*** Given text Section Begins ***
Many groups have put out two-disc sets in their careers, but it still feels like Outkast is breaking new ground here. Speakerboxx/The Love Below isn't so much a double CD as it is a pairing of solo albums, released together under the Outkast name. Each disc represents the vision of its creator, and while there is some slight overlap, they really are two separate entities.
Big Boi's effort is the more conventional of the two, but that ain't saying much. It still maintains an adventurous spirit throughout, with Mr. Patton spitting lightning quick rhymes over infectiously energetic tracks ranging from old-school hip hop to minor-key mariachi. If more mainstream rap was as creative as tracks like "Bowtie," maybe I'd have some faith in the genre.
Granted, the back end of the disc is pretty hit-or-miss, but Big Boi's misses are still better than 80 per cent of the "hits" out there.
The real revelation is Andre 3000's contribution, The Love Below. From the jazzy lounge singer intro to the drum-and-bass revision of "My Favorite Things," there simply isn't a dull moment. Elements of pop, jazz, Prince-style funk, Motown soul, rock and God-only-knows-what-else are mixed together to create what can only be described as a unique aural experience.
The sheer variety is grounded by Andre's persona, somewhere between hopeless romantic and just plain horny, which makes lyrics like "I don't want to move too fast, but/I can't resist your sexy ass/Just spread, spread for me" sound, if not wholesome, then at least heartfelt.
It's not exactly a rap disc, but it's one of the most invigorating pop albums to come along in far too long.
*** Given text Section Ends ***
*** Information supplied Section Begins ***
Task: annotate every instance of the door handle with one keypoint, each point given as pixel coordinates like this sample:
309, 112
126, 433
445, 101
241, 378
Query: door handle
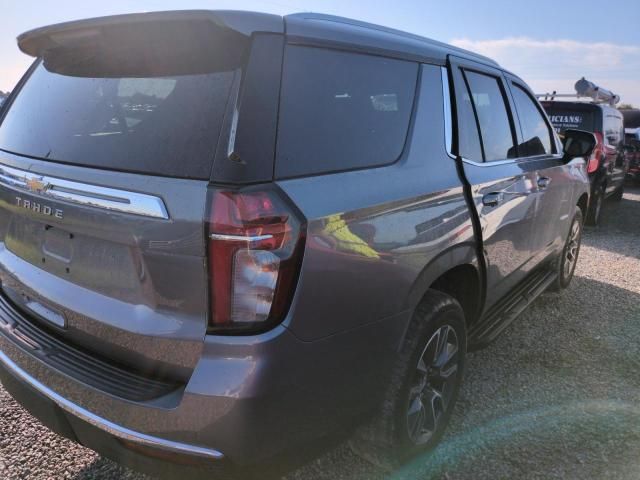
543, 182
492, 199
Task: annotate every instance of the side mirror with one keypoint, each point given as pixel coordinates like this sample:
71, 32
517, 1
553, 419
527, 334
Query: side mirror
578, 143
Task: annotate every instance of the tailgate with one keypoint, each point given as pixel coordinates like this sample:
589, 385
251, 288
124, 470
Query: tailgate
106, 154
118, 269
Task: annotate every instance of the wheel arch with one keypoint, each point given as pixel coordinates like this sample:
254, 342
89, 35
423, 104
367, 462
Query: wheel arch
583, 204
456, 272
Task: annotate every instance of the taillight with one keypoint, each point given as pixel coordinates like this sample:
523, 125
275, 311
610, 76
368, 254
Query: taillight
255, 250
596, 155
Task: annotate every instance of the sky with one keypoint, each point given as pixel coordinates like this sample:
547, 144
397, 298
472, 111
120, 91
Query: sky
549, 43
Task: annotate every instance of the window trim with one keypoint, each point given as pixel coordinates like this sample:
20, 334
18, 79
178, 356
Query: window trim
550, 129
448, 105
352, 51
508, 107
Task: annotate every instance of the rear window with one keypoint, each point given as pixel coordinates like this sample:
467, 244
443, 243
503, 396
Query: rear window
342, 111
567, 118
165, 125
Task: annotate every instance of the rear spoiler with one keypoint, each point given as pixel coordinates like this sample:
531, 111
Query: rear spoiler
157, 44
96, 30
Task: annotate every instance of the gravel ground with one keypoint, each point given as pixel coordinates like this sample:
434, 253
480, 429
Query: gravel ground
555, 397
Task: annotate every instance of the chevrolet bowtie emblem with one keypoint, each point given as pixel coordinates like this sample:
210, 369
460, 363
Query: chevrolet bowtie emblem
37, 185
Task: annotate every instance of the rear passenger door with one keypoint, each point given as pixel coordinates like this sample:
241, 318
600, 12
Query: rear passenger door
553, 185
614, 141
502, 188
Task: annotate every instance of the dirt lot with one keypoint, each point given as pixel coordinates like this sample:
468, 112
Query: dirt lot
557, 396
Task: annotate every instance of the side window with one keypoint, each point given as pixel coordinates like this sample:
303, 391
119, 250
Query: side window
341, 110
535, 130
612, 129
468, 139
491, 110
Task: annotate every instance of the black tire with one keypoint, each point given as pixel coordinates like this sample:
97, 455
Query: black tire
386, 440
617, 195
566, 263
594, 214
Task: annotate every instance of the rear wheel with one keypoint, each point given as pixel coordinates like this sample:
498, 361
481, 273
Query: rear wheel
566, 264
595, 207
424, 386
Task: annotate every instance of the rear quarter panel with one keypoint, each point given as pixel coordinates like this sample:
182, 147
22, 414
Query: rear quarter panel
371, 233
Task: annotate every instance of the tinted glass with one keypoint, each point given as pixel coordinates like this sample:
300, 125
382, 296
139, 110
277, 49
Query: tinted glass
*** Information supplied Section Ends ***
Can you transcribe the Outkast review word for word, starting at "Granted, the back" and ending at "far too long."?

Granted, the back end of the disc is pretty hit-or-miss, but Big Boi's misses are still better than 80 per cent of the "hits" out there.
The real revelation is Andre 3000's contribution, The Love Below. From the jazzy lounge singer intro to the drum-and-bass revision of "My Favorite Things," there simply isn't a dull moment. Elements of pop, jazz, Prince-style funk, Motown soul, rock and God-only-knows-what-else are mixed together to create what can only be described as a unique aural experience.
The sheer variety is grounded by Andre's persona, somewhere between hopeless romantic and just plain horny, which makes lyrics like "I don't want to move too fast, but/I can't resist your sexy ass/Just spread, spread for me" sound, if not wholesome, then at least heartfelt.
It's not exactly a rap disc, but it's one of the most invigorating pop albums to come along in far too long.